▸ Task details
Type out all the records word for word. Any pictures are to be left out.

▸ Input
--

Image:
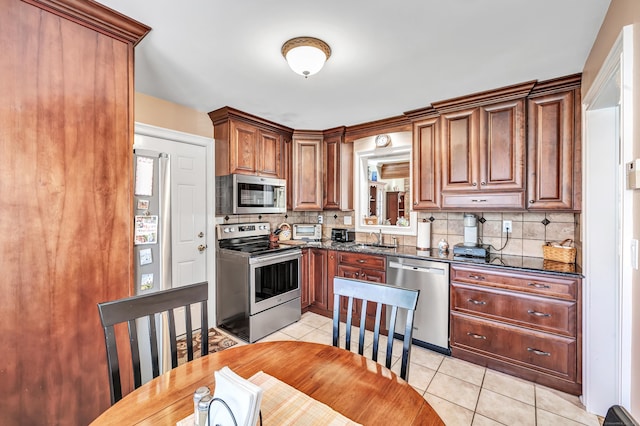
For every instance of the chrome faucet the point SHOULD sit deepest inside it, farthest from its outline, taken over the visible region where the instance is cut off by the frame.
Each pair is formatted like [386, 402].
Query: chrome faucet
[378, 236]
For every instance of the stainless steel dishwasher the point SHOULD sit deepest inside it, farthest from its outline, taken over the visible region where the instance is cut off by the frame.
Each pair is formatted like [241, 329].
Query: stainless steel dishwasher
[431, 324]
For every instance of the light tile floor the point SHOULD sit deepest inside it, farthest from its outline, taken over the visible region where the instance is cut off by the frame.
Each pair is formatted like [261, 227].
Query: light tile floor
[463, 394]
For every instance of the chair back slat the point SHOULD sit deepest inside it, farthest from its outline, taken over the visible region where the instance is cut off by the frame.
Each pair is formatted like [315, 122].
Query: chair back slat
[148, 306]
[381, 294]
[135, 353]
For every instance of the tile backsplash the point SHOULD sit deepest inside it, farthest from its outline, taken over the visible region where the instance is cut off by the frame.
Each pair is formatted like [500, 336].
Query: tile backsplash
[530, 230]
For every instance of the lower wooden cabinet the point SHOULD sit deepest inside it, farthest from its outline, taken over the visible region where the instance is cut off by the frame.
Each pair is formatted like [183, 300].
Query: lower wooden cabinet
[362, 267]
[315, 276]
[524, 324]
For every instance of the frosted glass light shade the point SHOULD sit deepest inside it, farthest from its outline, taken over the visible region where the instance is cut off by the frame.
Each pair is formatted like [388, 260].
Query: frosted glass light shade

--

▸ Worked answer
Image:
For every instance of the chrome faucet the point SHOULD sit deepest inside it, farthest from its outline, taken over the visible region where the instance is cut off by the frame.
Each pair is formatted like [386, 402].
Query: chrome faucet
[378, 236]
For every instance of the stainless steel dishwasher the point SHOULD sit deepest inside it, farthest from its outline, taken over the visible region where the instance is cut off by the frame.
Each pair is formatted like [241, 329].
Query: stainless steel dishwasher
[431, 324]
For every instance of the light tile floor the point SHOULD sit deepest inside it, farthest from its outline, taken over the visible region where the instance is cut off by the frame.
Each pair is formatted like [261, 227].
Query: light tile floor
[463, 394]
For every instance of the chair back slat the point SHOULD sit deepest inside it, farthest from its outline, taken over the visible region where the instance is cut off by the frame.
Each pair is formatted like [315, 122].
Query: chair back slat
[148, 306]
[381, 294]
[135, 353]
For every instance of the tile backsplash the point SHOULD sit deepest inside it, farthest from its outline, taken over the visible region where the instance is cut off by the frame.
Each pair is formatted like [500, 336].
Query: tile backsplash
[530, 230]
For every instance of the lower wooden cabinet the point SHOULD sit deepest inside it, farthest from its outline, taken over the visible region where the instance is cut off by the frame.
Each pair is formatted like [183, 300].
Query: lower wooden cabinet
[362, 267]
[315, 276]
[524, 324]
For every instance of the frosted glass light shade the point SHOULD sit deepest inside it, farthest from its outline, taken over the visible region where the instance is cut off by the frame.
Each pair is formatted like [388, 260].
Query: frosted glass light shade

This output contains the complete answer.